Leave out every line before the one that contains "# put a marker on each instance of the thistle". Please restate that line and the rest of the data word for word, through the end.

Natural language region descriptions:
* * * * *

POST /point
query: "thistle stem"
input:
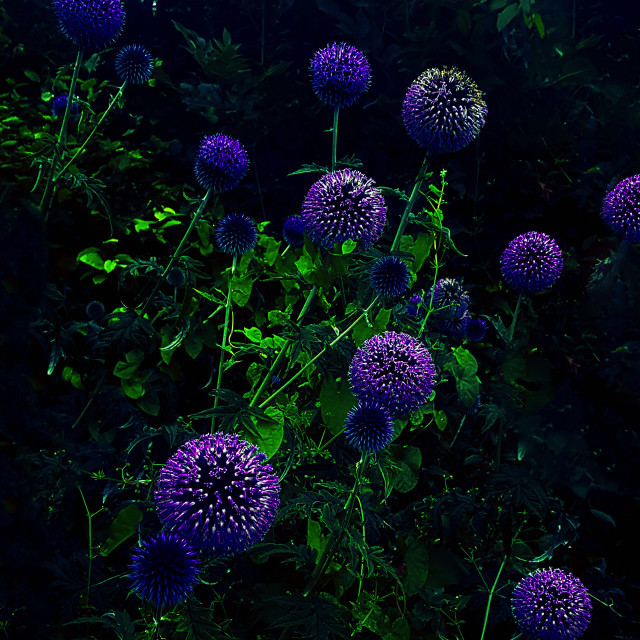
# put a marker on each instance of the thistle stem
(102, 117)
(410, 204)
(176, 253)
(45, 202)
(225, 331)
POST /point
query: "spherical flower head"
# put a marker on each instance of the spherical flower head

* * * * *

> [RESPONSE TO THE EXERCISE]
# put a marker on each instance of the thistle stem
(102, 117)
(410, 204)
(176, 253)
(45, 202)
(225, 331)
POST /point
query: "spherical flower head"
# put a marker on each instance of the spherical flower head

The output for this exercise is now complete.